Requirement
What is needed is an exact transcription of every record, minus the pictures.

Dataset records
★ ★ ★ ★
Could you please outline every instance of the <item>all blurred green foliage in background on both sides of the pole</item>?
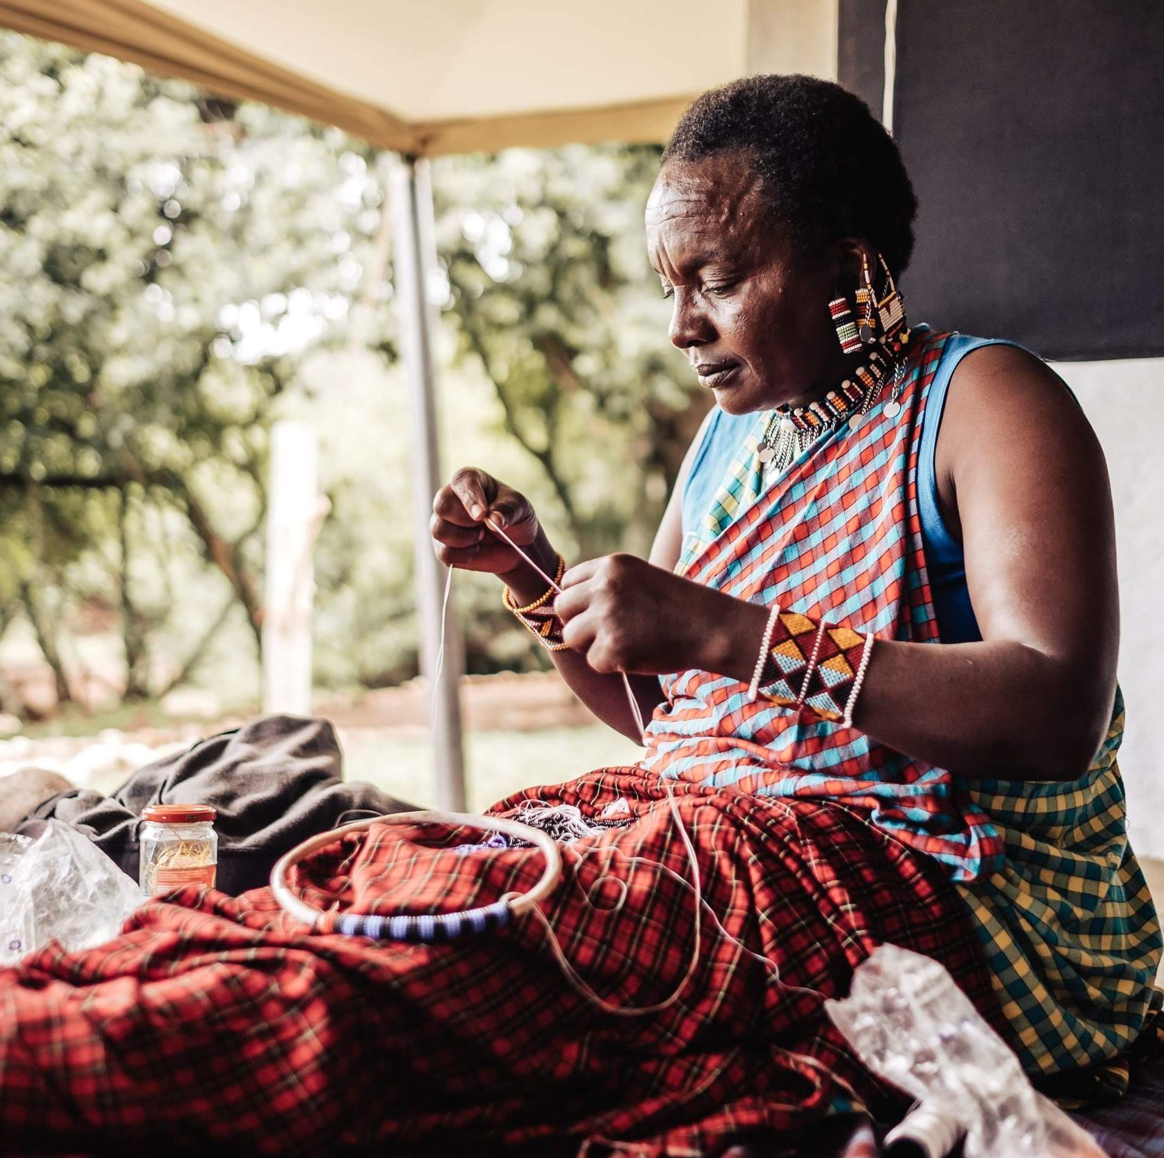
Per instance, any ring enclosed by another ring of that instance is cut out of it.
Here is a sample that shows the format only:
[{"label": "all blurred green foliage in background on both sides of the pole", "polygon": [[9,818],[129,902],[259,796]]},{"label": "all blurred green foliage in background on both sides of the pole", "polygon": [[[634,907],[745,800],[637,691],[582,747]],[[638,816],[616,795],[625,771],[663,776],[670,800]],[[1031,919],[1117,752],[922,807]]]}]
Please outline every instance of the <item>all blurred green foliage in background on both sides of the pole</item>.
[{"label": "all blurred green foliage in background on both sides of the pole", "polygon": [[[416,670],[392,163],[0,34],[0,640],[27,620],[63,694],[59,637],[105,609],[129,694],[229,673],[253,696],[284,415],[319,431],[333,504],[319,681]],[[656,163],[609,147],[434,165],[446,462],[525,489],[572,556],[646,549],[698,421],[643,247]],[[457,598],[471,670],[544,662],[492,581]]]}]

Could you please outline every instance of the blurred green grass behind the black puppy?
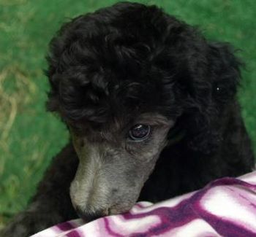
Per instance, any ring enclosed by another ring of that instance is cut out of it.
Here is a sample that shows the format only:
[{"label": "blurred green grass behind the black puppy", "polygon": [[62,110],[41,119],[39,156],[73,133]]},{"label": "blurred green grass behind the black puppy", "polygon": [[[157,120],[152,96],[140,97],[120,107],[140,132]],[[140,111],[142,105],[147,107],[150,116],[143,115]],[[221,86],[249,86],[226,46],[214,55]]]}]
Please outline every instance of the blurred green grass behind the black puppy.
[{"label": "blurred green grass behind the black puppy", "polygon": [[[45,112],[48,42],[61,23],[113,0],[0,0],[0,226],[25,208],[50,159],[67,141],[64,125]],[[256,147],[256,1],[162,0],[167,12],[208,39],[231,42],[246,62],[239,93]]]}]

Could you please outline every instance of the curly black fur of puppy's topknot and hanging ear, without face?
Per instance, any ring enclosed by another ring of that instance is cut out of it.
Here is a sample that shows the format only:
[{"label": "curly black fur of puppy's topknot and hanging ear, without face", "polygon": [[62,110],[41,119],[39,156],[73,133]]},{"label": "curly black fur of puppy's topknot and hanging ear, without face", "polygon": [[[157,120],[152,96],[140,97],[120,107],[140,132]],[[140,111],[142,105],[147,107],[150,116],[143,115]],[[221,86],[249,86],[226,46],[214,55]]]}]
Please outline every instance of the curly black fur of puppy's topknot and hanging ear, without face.
[{"label": "curly black fur of puppy's topknot and hanging ear, without face", "polygon": [[64,25],[50,49],[48,109],[64,120],[105,124],[138,107],[182,115],[192,149],[219,143],[219,116],[240,79],[228,44],[206,42],[157,7],[117,4]]}]

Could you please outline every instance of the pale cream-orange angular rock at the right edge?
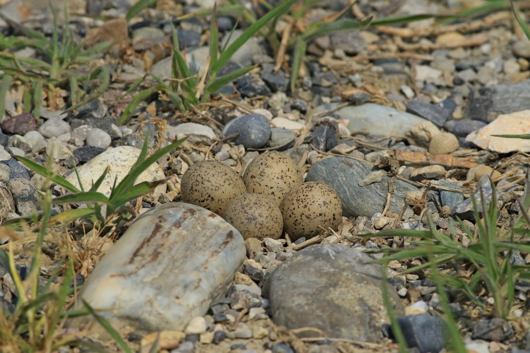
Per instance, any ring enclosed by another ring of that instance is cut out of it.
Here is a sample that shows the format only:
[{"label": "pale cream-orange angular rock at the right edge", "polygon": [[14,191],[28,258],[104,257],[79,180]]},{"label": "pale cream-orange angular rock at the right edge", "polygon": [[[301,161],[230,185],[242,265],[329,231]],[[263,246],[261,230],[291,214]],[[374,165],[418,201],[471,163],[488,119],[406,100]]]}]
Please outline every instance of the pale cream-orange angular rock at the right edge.
[{"label": "pale cream-orange angular rock at the right edge", "polygon": [[530,133],[530,110],[524,110],[499,115],[497,119],[480,130],[471,132],[465,140],[482,149],[493,152],[530,152],[530,140],[491,136],[492,134],[509,135],[528,133]]}]

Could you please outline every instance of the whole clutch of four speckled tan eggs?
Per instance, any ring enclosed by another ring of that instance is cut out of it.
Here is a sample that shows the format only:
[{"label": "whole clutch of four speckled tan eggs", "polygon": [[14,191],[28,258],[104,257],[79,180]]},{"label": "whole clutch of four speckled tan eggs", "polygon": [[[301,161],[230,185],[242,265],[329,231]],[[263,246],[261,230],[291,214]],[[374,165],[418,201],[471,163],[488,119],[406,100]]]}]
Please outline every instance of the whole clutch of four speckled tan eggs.
[{"label": "whole clutch of four speckled tan eggs", "polygon": [[293,159],[276,151],[254,158],[243,178],[222,162],[197,162],[182,176],[181,195],[222,216],[244,239],[278,239],[284,232],[293,241],[309,239],[342,221],[337,193],[323,183],[303,183]]}]

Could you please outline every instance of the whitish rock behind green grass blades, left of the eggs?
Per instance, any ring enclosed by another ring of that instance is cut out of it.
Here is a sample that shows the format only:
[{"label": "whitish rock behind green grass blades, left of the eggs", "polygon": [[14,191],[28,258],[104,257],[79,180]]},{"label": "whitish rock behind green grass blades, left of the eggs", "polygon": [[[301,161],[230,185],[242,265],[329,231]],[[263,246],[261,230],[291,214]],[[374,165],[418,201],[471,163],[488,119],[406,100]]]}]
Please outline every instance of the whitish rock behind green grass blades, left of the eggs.
[{"label": "whitish rock behind green grass blades, left of the eggs", "polygon": [[[103,174],[105,168],[110,166],[109,173],[103,179],[98,188],[98,192],[109,196],[114,185],[114,178],[117,178],[116,185],[118,185],[123,178],[129,173],[130,169],[136,163],[138,156],[140,155],[140,150],[132,146],[120,146],[106,150],[98,156],[92,158],[85,165],[79,167],[77,170],[79,172],[79,177],[81,183],[85,190],[90,189],[92,183],[98,180],[98,178]],[[142,174],[136,178],[135,184],[142,182],[152,182],[153,180],[164,179],[165,175],[158,163],[153,163],[149,168],[143,171]],[[79,182],[77,181],[77,176],[75,173],[72,173],[66,177],[68,182],[72,183],[75,187],[79,188]],[[155,188],[155,193],[165,193],[166,185],[161,184]]]}]

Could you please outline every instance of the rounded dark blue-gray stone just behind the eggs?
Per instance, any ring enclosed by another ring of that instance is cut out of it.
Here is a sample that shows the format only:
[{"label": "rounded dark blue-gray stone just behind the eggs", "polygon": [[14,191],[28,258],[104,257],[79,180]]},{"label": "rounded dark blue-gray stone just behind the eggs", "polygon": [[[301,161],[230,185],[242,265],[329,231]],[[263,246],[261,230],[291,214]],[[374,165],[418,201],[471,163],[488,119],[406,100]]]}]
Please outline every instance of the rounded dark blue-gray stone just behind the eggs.
[{"label": "rounded dark blue-gray stone just behind the eggs", "polygon": [[234,143],[246,148],[260,148],[270,139],[271,129],[267,117],[261,114],[246,114],[231,120],[223,129],[223,136],[238,133]]}]

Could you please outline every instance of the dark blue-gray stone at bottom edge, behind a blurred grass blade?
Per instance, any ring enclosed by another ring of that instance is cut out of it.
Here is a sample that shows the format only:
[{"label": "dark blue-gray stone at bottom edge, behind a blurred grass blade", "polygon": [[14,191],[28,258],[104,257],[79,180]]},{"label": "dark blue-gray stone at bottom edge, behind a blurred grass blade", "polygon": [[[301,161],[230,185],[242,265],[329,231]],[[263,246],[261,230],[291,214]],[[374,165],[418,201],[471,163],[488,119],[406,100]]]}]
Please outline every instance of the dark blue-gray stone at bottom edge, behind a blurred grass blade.
[{"label": "dark blue-gray stone at bottom edge, behind a blurred grass blade", "polygon": [[398,323],[407,346],[418,348],[421,353],[437,353],[445,348],[449,339],[447,323],[436,316],[407,315],[398,318]]}]

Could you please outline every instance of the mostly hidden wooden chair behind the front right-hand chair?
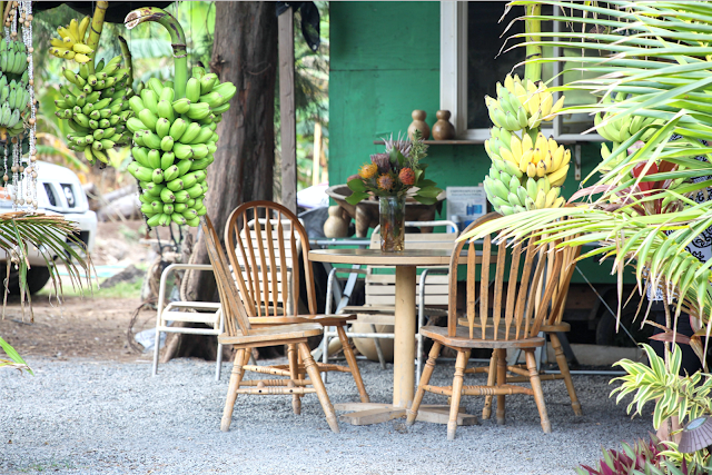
★ ★ ★ ★
Finished exercise
Could you please outline every instance of the <item>all blurred green foliage in background on both sides of the pole</item>?
Per instance, any ring enclosed by another ring of that instance is cut out of it.
Here is a sample that shows the format only:
[{"label": "all blurred green foliage in background on both sides of the pole", "polygon": [[9,818],[129,902],[259,796]]},{"label": "all blurred green foliage in background on both sides of the pole", "polygon": [[[634,907],[745,800],[637,691],[582,747]],[[638,816],[616,795],[625,771],[663,776],[670,800]],[[1031,919],[1117,752],[922,807]]]}]
Please outline every instance of the <item>all blurred green foliage in background on both sides of the pole</item>.
[{"label": "all blurred green foliage in background on both sides of the pole", "polygon": [[[416,670],[392,163],[0,34],[0,640],[27,620],[63,694],[59,637],[105,609],[129,694],[229,673],[253,696],[284,415],[319,431],[333,504],[319,681]],[[656,163],[609,147],[434,165],[446,462],[525,489],[572,556],[646,549],[698,421],[643,247]],[[457,598],[471,670],[544,662],[492,581]]]}]

Could you please outline every instance of the blurred green grass behind the black puppy?
Per instance, any ring enclosed by another ring of that instance is cut out of it.
Here is a sample that shows the format only:
[{"label": "blurred green grass behind the black puppy", "polygon": [[62,110],[41,119],[39,156],[73,133]]},{"label": "blurred green grass behind the black puppy", "polygon": [[[157,120],[152,96],[140,97],[120,107],[140,132]],[[140,111],[142,105],[147,107],[150,116],[143,115]],[[221,86],[249,86],[226,46],[214,55]]]}]
Please outline every instance of the blurred green grass behind the black puppy.
[{"label": "blurred green grass behind the black puppy", "polygon": [[[45,112],[48,42],[61,23],[113,0],[0,0],[0,226],[25,208],[50,159],[67,141],[64,125]],[[256,147],[256,1],[162,0],[167,12],[208,39],[231,42],[246,62],[239,93]]]}]

Could you please outline every instance of the curly black fur of puppy's topknot and hanging ear, without face?
Per instance, any ring enclosed by another ring of that instance is cut out of it.
Here is a sample that shows the format only:
[{"label": "curly black fur of puppy's topknot and hanging ear, without face", "polygon": [[62,110],[41,119],[39,156],[73,133]]},{"label": "curly black fur of puppy's topknot and hanging ear, without face", "polygon": [[[157,120],[152,96],[140,97],[120,107],[140,132]],[[140,111],[142,105],[147,107],[150,116],[143,115]],[[221,86],[249,86],[226,46],[214,55]]]}]
Please outline every instance of the curly black fur of puppy's topknot and hanging ear, without face.
[{"label": "curly black fur of puppy's topknot and hanging ear, without face", "polygon": [[64,25],[50,49],[48,109],[64,120],[105,124],[138,107],[182,115],[192,149],[219,143],[219,116],[240,79],[228,44],[206,42],[157,7],[117,4]]}]

Could you please outline every instance of the pale cream-orange angular rock at the right edge?
Per instance, any ring enclosed by another ring of that instance is cut out of it.
Here is a sample that shows the format only:
[{"label": "pale cream-orange angular rock at the right edge", "polygon": [[14,191],[28,258],[104,257],[79,180]]},{"label": "pale cream-orange angular rock at the right edge", "polygon": [[[301,161],[230,185],[242,265],[329,231]],[[263,246],[261,230],[291,214]],[[374,165],[418,201],[471,163],[488,119],[406,100]]]}]
Please outline every instance of the pale cream-orange angular rock at the right edge.
[{"label": "pale cream-orange angular rock at the right edge", "polygon": [[530,133],[530,110],[524,110],[499,115],[497,119],[480,130],[471,132],[465,140],[482,149],[493,152],[530,152],[530,140],[491,136],[492,134],[509,135],[528,133]]}]

Could you please outline every instance of the whole clutch of four speckled tan eggs?
Per instance, any ring enclosed by another ring of that instance is cut out of it.
Here is a sample that shows the format only:
[{"label": "whole clutch of four speckled tan eggs", "polygon": [[14,191],[28,258],[104,257],[79,180]]},{"label": "whole clutch of four speckled tan eggs", "polygon": [[[301,161],[230,185],[242,265],[329,231]],[[263,246],[261,230],[291,214]],[[374,165],[418,201],[471,163],[488,119],[406,100]]]}]
Please outline every instance of the whole clutch of four speckled tan eggs.
[{"label": "whole clutch of four speckled tan eggs", "polygon": [[293,159],[276,151],[254,158],[243,178],[222,162],[197,162],[182,176],[181,195],[222,216],[244,239],[278,239],[284,232],[293,241],[309,239],[342,221],[337,193],[323,183],[303,183]]}]

Could you please outline every instance of the whitish rock behind green grass blades, left of the eggs?
Per instance, any ring enclosed by another ring of that instance is cut out of it.
Here is a sample that shows the format only:
[{"label": "whitish rock behind green grass blades, left of the eggs", "polygon": [[14,191],[28,258],[104,257],[79,180]]},{"label": "whitish rock behind green grass blades, left of the eggs", "polygon": [[[301,161],[230,185],[242,265],[329,231]],[[263,246],[261,230],[291,214]],[[374,165],[418,201],[471,163],[488,119],[406,100]]]}]
Please outline every instance of the whitish rock behind green grass blades, left of the eggs.
[{"label": "whitish rock behind green grass blades, left of the eggs", "polygon": [[[103,174],[105,168],[110,166],[109,173],[103,179],[98,188],[98,192],[109,196],[114,185],[114,178],[117,178],[116,185],[118,185],[123,178],[129,173],[130,169],[136,163],[138,156],[140,155],[140,150],[132,146],[120,146],[106,150],[98,156],[92,158],[85,165],[79,167],[77,170],[79,172],[79,177],[81,183],[85,190],[90,189],[92,183],[98,180],[98,178]],[[142,174],[136,178],[135,184],[142,182],[152,182],[153,180],[164,179],[165,175],[158,163],[153,163],[149,168],[143,171]],[[79,182],[77,181],[77,176],[75,173],[72,173],[66,177],[68,182],[72,183],[75,187],[79,188]],[[155,188],[155,193],[165,193],[166,185],[161,184]]]}]

Could you please outline every instance of the rounded dark blue-gray stone just behind the eggs?
Per instance, any ring enclosed by another ring of that instance is cut out of it.
Here is a sample that shows the format only:
[{"label": "rounded dark blue-gray stone just behind the eggs", "polygon": [[14,191],[28,258],[104,257],[79,180]]},{"label": "rounded dark blue-gray stone just behind the eggs", "polygon": [[[301,161],[230,185],[242,265],[329,231]],[[263,246],[261,230],[291,214]],[[374,165],[418,201],[471,163],[488,119],[406,100]]]}]
Please outline every instance of the rounded dark blue-gray stone just behind the eggs.
[{"label": "rounded dark blue-gray stone just behind the eggs", "polygon": [[234,143],[246,148],[260,148],[270,139],[271,129],[267,117],[261,114],[246,114],[231,120],[223,129],[223,136],[238,133]]}]

Could you please outline every instance of the dark blue-gray stone at bottom edge, behind a blurred grass blade?
Per instance, any ring enclosed by another ring of that instance is cut out of it.
Here is a sample that shows the format only:
[{"label": "dark blue-gray stone at bottom edge, behind a blurred grass blade", "polygon": [[14,191],[28,258],[104,257],[79,180]]},{"label": "dark blue-gray stone at bottom edge, behind a blurred grass blade", "polygon": [[[301,161],[230,185],[242,265],[329,231]],[[263,246],[261,230],[291,214]],[[374,165],[418,201],[471,163],[488,119],[406,100]]]}]
Please outline every instance of the dark blue-gray stone at bottom edge, behind a blurred grass blade.
[{"label": "dark blue-gray stone at bottom edge, behind a blurred grass blade", "polygon": [[398,323],[407,346],[418,348],[421,353],[437,353],[445,348],[449,339],[447,323],[436,316],[407,315],[398,318]]}]

Could you please outline every instance of the mostly hidden wooden chair behind the front right-hand chair?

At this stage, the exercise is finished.